Copy out the complete listing, word for word.

[BEGIN Material provided]

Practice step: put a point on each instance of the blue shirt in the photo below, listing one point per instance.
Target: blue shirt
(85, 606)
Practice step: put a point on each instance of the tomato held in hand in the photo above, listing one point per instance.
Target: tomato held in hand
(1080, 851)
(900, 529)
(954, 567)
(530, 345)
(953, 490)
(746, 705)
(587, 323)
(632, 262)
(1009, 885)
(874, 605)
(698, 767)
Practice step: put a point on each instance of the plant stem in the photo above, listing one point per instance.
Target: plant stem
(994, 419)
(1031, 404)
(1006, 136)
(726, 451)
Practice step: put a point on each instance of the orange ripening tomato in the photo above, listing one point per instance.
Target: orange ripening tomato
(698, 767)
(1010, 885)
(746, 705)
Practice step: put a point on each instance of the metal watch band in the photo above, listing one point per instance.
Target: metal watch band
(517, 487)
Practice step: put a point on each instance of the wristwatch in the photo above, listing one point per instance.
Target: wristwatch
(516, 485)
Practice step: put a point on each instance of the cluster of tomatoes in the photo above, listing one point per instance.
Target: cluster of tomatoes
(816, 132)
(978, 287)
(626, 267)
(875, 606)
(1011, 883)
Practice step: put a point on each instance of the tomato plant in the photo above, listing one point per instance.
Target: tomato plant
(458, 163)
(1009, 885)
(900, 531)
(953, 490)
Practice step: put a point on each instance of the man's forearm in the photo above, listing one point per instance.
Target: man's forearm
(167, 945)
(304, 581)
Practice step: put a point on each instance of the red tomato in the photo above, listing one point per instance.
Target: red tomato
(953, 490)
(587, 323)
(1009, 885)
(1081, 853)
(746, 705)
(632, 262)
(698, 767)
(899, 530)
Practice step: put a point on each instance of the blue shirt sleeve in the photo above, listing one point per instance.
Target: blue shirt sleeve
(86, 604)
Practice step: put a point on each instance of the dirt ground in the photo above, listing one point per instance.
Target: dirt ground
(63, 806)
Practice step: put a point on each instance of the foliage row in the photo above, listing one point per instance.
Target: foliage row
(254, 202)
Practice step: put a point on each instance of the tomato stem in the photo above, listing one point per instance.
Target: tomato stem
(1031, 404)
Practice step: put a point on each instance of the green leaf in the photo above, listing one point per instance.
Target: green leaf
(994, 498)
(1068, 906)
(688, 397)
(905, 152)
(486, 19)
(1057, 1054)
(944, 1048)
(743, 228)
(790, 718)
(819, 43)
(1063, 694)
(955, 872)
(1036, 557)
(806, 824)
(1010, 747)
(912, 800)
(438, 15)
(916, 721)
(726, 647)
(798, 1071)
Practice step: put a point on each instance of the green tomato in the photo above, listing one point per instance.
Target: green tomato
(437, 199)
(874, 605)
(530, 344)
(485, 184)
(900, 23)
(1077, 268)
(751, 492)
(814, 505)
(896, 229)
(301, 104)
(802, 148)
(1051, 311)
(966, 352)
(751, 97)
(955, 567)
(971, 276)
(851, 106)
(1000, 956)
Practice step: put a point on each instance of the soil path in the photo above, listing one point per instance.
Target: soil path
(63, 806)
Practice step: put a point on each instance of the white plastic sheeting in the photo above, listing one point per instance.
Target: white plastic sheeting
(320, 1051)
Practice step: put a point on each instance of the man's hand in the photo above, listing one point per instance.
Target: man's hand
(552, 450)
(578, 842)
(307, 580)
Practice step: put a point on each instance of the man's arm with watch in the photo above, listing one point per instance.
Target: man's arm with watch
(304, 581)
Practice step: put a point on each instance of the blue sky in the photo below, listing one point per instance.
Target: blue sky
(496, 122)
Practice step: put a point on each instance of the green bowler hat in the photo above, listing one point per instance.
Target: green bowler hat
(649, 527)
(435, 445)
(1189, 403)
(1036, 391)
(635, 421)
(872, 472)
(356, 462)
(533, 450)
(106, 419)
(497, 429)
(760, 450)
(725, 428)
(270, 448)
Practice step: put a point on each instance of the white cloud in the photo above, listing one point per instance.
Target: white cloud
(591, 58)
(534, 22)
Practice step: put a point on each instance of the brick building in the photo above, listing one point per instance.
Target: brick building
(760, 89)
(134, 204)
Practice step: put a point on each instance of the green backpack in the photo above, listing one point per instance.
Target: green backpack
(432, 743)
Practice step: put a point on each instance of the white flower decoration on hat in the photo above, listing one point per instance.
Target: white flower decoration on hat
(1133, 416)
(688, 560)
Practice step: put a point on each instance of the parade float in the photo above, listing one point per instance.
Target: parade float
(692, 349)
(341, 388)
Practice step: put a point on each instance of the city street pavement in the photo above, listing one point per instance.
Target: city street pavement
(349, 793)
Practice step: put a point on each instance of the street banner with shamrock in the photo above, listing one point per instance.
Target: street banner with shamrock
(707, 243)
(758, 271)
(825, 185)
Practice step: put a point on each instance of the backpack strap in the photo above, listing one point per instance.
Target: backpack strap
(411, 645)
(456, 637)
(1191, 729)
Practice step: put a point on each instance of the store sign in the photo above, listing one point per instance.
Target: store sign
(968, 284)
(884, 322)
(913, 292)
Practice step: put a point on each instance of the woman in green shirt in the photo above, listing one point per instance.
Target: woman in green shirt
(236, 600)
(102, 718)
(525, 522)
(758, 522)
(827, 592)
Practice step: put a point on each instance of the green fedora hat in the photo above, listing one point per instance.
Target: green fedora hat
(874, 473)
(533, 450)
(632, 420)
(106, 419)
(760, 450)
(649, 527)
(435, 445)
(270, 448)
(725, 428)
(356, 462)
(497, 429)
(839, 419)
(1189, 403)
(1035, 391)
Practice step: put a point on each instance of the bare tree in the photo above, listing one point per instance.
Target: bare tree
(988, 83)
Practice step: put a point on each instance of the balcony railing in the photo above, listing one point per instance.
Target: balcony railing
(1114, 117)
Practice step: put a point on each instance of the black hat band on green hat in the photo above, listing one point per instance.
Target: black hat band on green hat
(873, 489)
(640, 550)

[END Material provided]

### [Exercise solution]
Practice step: put a point on each instance of the blue shirt in the photo below, listing one point per instance.
Target: blue shirt
(85, 606)
Practice step: put a point on each instance of the tomato held in hand in the photo above, listing one point per instance.
Target: tomato held in hand
(1080, 851)
(900, 529)
(954, 567)
(530, 345)
(953, 490)
(746, 705)
(587, 323)
(632, 262)
(1009, 885)
(874, 605)
(698, 767)
Practice step: put a point on each instance of the plant stem in the photo above, listing one point per instance.
Target: plant stem
(994, 419)
(1031, 404)
(1006, 136)
(726, 451)
Practice step: put a point on each instance of the orange ripening tomato in the photo above, listing one point per instance.
Target: orange ripening tomato
(698, 767)
(1010, 885)
(746, 705)
Practice step: put a point on each instance of the metal watch band in the photo above, listing one point per instance.
Target: metal watch band
(517, 487)
Practice step: put a point on each instance of the wristwatch in the photo above, listing one point per instance.
Target: wristwatch
(516, 485)
Practice step: put a point on each instance of the cluster of tomatoes in the photo above, listing one point per instance.
Target: cluster of tomatoes
(816, 132)
(978, 287)
(626, 267)
(875, 606)
(1011, 883)
Practice step: put a point on each instance of the tomato plant in the photo above, listing one point per instance.
Target: tomato plant
(458, 163)
(1009, 885)
(900, 531)
(953, 490)
Practice step: put a point on each instance of the man's forearm in the photo above, listing one point per instance.
Target: man's forearm
(167, 945)
(304, 581)
Practice step: put a point on each instance of the red tomato in the photo above, listing one point per instance.
Target: red tomato
(953, 490)
(587, 323)
(1009, 885)
(1081, 853)
(746, 705)
(632, 262)
(698, 767)
(899, 530)
Practice step: put a point on each instance of the blue shirt sleeve in the photo above, listing one point per instance.
Target: blue shirt sleeve
(86, 604)
Practice step: put a point on each instance of the dirt ground in the photo above, listing one point per instance.
Target: dirt ground
(63, 806)
Practice step: put a point on each instance of the foliage row in the photo above, listing one point per instance.
Target: foliage row
(254, 202)
Practice step: put a point on each instance of the tomato stem in the photo above, listing one point per instance.
Target: tomato stem
(1031, 404)
Practice step: put a point on each instance of the green leaf in the photo above, listing one point per instance.
Target: green leaf
(994, 498)
(1068, 906)
(688, 397)
(905, 152)
(486, 19)
(1057, 1054)
(944, 1048)
(743, 228)
(790, 718)
(819, 43)
(1063, 694)
(955, 872)
(1036, 557)
(806, 824)
(1010, 747)
(912, 800)
(438, 15)
(916, 721)
(726, 647)
(798, 1071)
Practice step: put a point on each instance of the green tomato in the photo above, listing one point per instance.
Target: green tomato
(437, 199)
(874, 605)
(530, 344)
(485, 184)
(900, 23)
(1077, 268)
(751, 492)
(814, 505)
(896, 229)
(301, 104)
(802, 148)
(1051, 311)
(966, 352)
(751, 97)
(955, 567)
(971, 276)
(851, 106)
(1000, 956)
Practice step: put a point on each instance of the soil path in the photo above, listing one point per instance.
Target: soil path
(63, 806)
Practice step: put a point on each instance of the white plastic sheeting in the photo above, listing one point per instance.
Target: white plastic sheeting
(320, 1051)
Practice step: put a point on each instance of the man's hand in the photo above, listing one point per instance.
Target: man's hand
(552, 450)
(578, 842)
(307, 580)
Practice step: put a point on each instance of the man's arm with watch in the photo above, listing one point per instance.
Target: man's arm with watch
(304, 581)
Practice step: put a point on each instance of the blue sky in the photo below, listing one point per instance.
Target: blue sky
(496, 122)
Practice step: put a point on each instance of the green bowler hat in the photo above, listing one point per instance.
Target: green bowler hat
(649, 527)
(435, 445)
(1189, 403)
(1036, 391)
(635, 421)
(872, 472)
(356, 462)
(533, 450)
(106, 419)
(497, 429)
(760, 450)
(725, 428)
(270, 448)
Practice step: put a point on each instance of the white cloud in the photo above, listing one point per instance.
Target: white cloud
(591, 58)
(534, 22)
Practice step: put a point on each instance of the brick building in the photo above, listing one point per instance.
Target: brick building
(760, 89)
(134, 204)
Practice step: put a point on each instance of the green backpack in the photo above, listing one point per instance.
Target: green backpack
(432, 743)
Practice step: put a point on each instance of the white flower decoration on hat in the photo above, listing one point per instance.
Target: white flower decoration on hat
(1133, 416)
(688, 560)
Practice step: put a point on each instance of the parade float in the photo above, listing one point per instance.
Target: parade float
(692, 349)
(341, 388)
Practice step: put a point on each instance of the city street pavement in the photo above, listing one point per instance.
Target: city street pavement
(349, 793)
Practice step: put a point on each instance of the street banner with shamrock in the photo above, listing one point per instance.
Target: street banner with shamrock
(707, 243)
(758, 271)
(825, 185)
Practice step: put a point on each instance of the backpack strap in the photo above, listing one point per instance.
Target: backpack strap
(411, 645)
(456, 637)
(1191, 729)
Practice step: put a point on each instance of the store sign in the photo above, listing one point per instance.
Target: store sign
(968, 284)
(884, 322)
(913, 292)
Practice step: put a point on each instance of the woman in green shirt in the photo above, listing one point per instance.
Target: woman in green shirt
(236, 600)
(102, 718)
(525, 522)
(758, 522)
(827, 592)
Practice step: put a point on each instance of the green fedora hat in the photo above, listing one point per instance.
Target: green fedora hat
(874, 473)
(533, 450)
(632, 420)
(106, 419)
(760, 450)
(649, 527)
(435, 445)
(270, 448)
(725, 428)
(356, 462)
(497, 429)
(839, 419)
(1189, 403)
(1035, 391)
Practice step: put a point on each instance of the bare tree in the photo above, listing one point per instance.
Target: bare tree
(988, 83)
Practice step: put a point on each instance of the balcony railing in the photo above, listing one point per instance.
Target: balcony railing
(1114, 117)
Practice step: put a point on each instance of the black hat band on green hat in the photo above, listing one point per instance.
Target: black hat band on green hat
(873, 489)
(640, 550)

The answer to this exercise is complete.